▸ **Given task A**: In the post about writing during a video project, how long did the project last?
▸ **Given task B**: Print the rows exactly, beginning with the first row and stopping after the line that contains "x=559, y=245".
═════ Source extract
The video project for work had many starting and stopping points, and in between I had five minutes to an hour or so to do other things. Writing was nearly useless. My writing time needs to be a consistent stretch, uninterrupted. Impossible to schedule with this project. As a result, what I did manage to write was crap. More on that in a minute.
The project lasted three months, and during that time I wrote in my head more than on the computer. I would love to say this was just an excuse for the crazy procrastination gene, but anyone would be hard pressed to work 70-80 hours a week and still find time to write. I did the best I could though. Between Jan-Mar I updated the site with 20 reviews, video logs and blog posts. The writing that really mattered is what suffered the most. Working on a book of short stories as well as the novel during this time became a bit overwhelming. It proved to be a valuable lesson.
Writing a fictional story is not like writing a blog post, article, or even a school paper. It’s an entirely new ball game. It requires a different level of thought. Personally, it required that I have a schedule etched in stone. There are authors like J.D Mader that can churn out a wonderful piece of fiction in ten minutes. The lazy part of me thinks that I have that skill, and can develop a story in an hour. The truth is quite different. I’m not at that level. Yet. Will I get there someday? Perhaps. But for now I stick to the schedule…as best as I can.
══════════
═════ Task inputs
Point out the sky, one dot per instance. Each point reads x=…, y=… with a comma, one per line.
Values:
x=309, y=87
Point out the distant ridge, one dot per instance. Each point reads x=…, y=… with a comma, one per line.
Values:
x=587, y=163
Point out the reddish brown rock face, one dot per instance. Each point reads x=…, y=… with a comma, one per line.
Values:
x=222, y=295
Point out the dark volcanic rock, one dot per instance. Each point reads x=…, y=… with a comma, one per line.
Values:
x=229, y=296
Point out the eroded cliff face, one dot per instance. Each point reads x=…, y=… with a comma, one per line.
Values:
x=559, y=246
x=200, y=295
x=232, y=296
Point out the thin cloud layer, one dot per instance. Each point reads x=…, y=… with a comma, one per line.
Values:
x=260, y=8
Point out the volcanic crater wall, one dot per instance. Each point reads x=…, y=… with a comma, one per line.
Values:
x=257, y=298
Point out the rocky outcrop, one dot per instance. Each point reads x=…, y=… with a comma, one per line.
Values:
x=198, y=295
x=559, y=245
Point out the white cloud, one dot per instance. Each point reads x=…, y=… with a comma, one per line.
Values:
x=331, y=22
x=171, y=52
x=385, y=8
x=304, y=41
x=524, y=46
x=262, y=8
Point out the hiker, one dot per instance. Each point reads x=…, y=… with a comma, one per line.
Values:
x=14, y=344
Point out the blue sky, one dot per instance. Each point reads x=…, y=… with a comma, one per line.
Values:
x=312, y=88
══════════
▸ **Right answer A**: Three months.

▸ **Right answer B**:
Point out the sky, one dot per instance. Each point reads x=…, y=… with a comma, one per line.
Values:
x=309, y=87
Point out the distant ridge, one dot per instance. Each point reads x=…, y=… with a comma, one per line.
Values:
x=587, y=163
Point out the reddish brown rock face, one dot per instance. Each point reads x=…, y=… with a comma, one per line.
Values:
x=222, y=295
Point out the dark volcanic rock, one dot per instance. Each point reads x=…, y=… with a comma, one per line.
Values:
x=229, y=296
Point out the eroded cliff face, one dot per instance. Each point reads x=…, y=… with a comma, one per line.
Values:
x=559, y=246
x=200, y=295
x=232, y=296
Point out the thin cloud layer, one dot per instance. Each point reads x=…, y=… with a comma, one per line.
Values:
x=260, y=8
Point out the volcanic crater wall, one dot per instance. Each point reads x=…, y=… with a comma, one per line.
Values:
x=257, y=298
Point out the rocky outcrop, one dot per instance. Each point reads x=…, y=… with a comma, one per line.
Values:
x=198, y=295
x=559, y=245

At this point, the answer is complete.